Texte source:
===

Les carbènes sont des espèces chimiques organiques dont un atome de carbone possède seulement 6 électrons de valence au lieu des 8 dans sa forme stable prédite par la célèbre règle de l’octet1. Ce défaut d’électrons rend les carbènes très instables et donc ultra-réactifs. Pour cette raison, ils ont longtemps été considérés comme des intermédiaires réactionnels fugaces, curiosités de laboratoires faisant uniquement l’objet d’études très fondamentales. Depuis que les équipes de Guy Bertrand et Anthony Arduengo ont isolé les premiers carbènes stables, ces espèces ont connu des développements considérables. Elles sont en particulier devenues incontournables en chimie de synthèse, précisément en raison de leur réactivité singulière. Les carbènes se comportent aussi comme des catalyseurs organiques à part entière, aussi bien en synthèse moléculaire qu’en chimie des polymères.

===

Entrées d'un jeu de données
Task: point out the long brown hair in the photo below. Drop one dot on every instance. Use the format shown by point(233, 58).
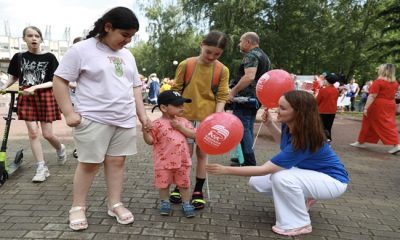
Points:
point(307, 131)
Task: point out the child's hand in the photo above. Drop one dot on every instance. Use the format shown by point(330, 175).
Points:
point(215, 169)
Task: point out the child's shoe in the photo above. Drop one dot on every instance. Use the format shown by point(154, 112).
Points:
point(62, 155)
point(165, 208)
point(188, 210)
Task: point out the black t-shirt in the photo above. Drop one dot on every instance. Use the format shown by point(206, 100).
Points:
point(33, 69)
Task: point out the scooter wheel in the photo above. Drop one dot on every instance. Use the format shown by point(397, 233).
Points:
point(18, 157)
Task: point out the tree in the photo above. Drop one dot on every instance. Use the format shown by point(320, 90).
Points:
point(171, 38)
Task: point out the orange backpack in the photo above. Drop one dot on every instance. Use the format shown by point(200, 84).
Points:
point(216, 76)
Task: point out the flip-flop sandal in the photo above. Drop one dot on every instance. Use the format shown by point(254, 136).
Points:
point(175, 196)
point(198, 200)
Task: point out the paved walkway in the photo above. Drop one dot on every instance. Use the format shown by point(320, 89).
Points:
point(370, 209)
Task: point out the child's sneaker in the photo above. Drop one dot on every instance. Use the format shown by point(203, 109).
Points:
point(165, 208)
point(41, 174)
point(62, 155)
point(188, 210)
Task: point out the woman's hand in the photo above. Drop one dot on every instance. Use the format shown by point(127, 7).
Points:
point(215, 169)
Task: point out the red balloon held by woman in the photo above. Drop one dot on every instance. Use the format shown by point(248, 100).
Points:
point(272, 85)
point(219, 133)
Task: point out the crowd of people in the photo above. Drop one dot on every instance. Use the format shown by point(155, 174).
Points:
point(109, 97)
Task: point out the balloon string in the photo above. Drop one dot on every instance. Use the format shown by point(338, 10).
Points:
point(255, 139)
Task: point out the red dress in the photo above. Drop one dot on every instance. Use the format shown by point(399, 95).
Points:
point(381, 121)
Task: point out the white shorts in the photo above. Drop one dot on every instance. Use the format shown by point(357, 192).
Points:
point(95, 140)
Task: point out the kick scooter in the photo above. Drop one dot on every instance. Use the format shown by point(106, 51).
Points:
point(6, 168)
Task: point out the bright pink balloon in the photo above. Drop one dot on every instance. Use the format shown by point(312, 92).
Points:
point(219, 133)
point(272, 85)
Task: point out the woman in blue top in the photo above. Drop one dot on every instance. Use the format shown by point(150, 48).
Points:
point(305, 170)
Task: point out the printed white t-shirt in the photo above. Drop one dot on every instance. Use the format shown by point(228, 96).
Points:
point(105, 80)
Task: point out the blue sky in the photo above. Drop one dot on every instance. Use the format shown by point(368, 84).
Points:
point(78, 15)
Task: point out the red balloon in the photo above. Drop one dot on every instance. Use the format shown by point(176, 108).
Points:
point(272, 85)
point(219, 133)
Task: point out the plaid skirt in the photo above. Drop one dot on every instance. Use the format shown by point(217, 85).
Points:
point(39, 107)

===

Complétez ce qui suit:
1) Répondez brièvement à ces questions sur le texte sur les carbènes :
(a) Combien d'électrons de valence possède l'atome de carbone concerné dans un carbène ?
(b) Quelles équipes ont isolé les premiers carbènes stables ?
(c) Dans quels deux domaines les carbènes servent-ils de catalyseurs organiques ?
2) Relevez tous les domaines de la chimie nommés dans le texte sur les carbènes.
3) Reprenez le texte sur les carbènes à la suite de sa dernière phrase et poursuivez-le.
Le matériel ci-dessus n'a aucun rapport avec le texte sur les carbènes.

Corrigé des exercices:
1)
(a) Six électrons de valence.
(b) Les équipes de Guy Bertrand et d'Anthony Arduengo.
(c) La synthèse moléculaire et la chimie des polymères.

2)
- la chimie de synthèse
- la synthèse moléculaire
- la chimie des polymères

3)
Les chimistes de l’équipe de Guy Bertrand au laboratoire international du CNRS « Joint Research Laboratory » (Department of Chemistry and Biochemistry, University of California - San Diego) viennent de franchir un nouveau pas en isolant le tout premier composé stable dans lequel on ne compte plus que 4 électrons de valence sur le carbone. Pour réussir cette première, les chimistes ont introduit des substituants volumineux en périphérie du carbène afin de stabiliser électroniquement cette espèce autrement instable. Cette stratégie a également rendu possible sa caractérisation par cristallographie des rayons X, fournissant apportant la preuve de cet état de valence atypique.

En étudiant sa réactivité, ils ont également pu mettre à jour sa forte acidité de Lewis attribuable à la double oxydation du carbone carbénique. Une découverte publiée dans la revue Nature, qui, si elle met à mal un des fondements de la chimie organique, devrait ouvrir des nouvelles perspectives en terme de catalyse.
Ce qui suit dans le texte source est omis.